[Description of the task]
Write out every item below word for word and line for line, changing nothing.

[Material]
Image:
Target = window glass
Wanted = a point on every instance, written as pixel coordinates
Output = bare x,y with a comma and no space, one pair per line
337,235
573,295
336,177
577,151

[Complete response]
Image:
Target = window glass
Wanted = a point on every instance, written as pixel coordinates
Output = bare x,y with a comma and no space, one pair per line
337,235
573,295
336,177
577,151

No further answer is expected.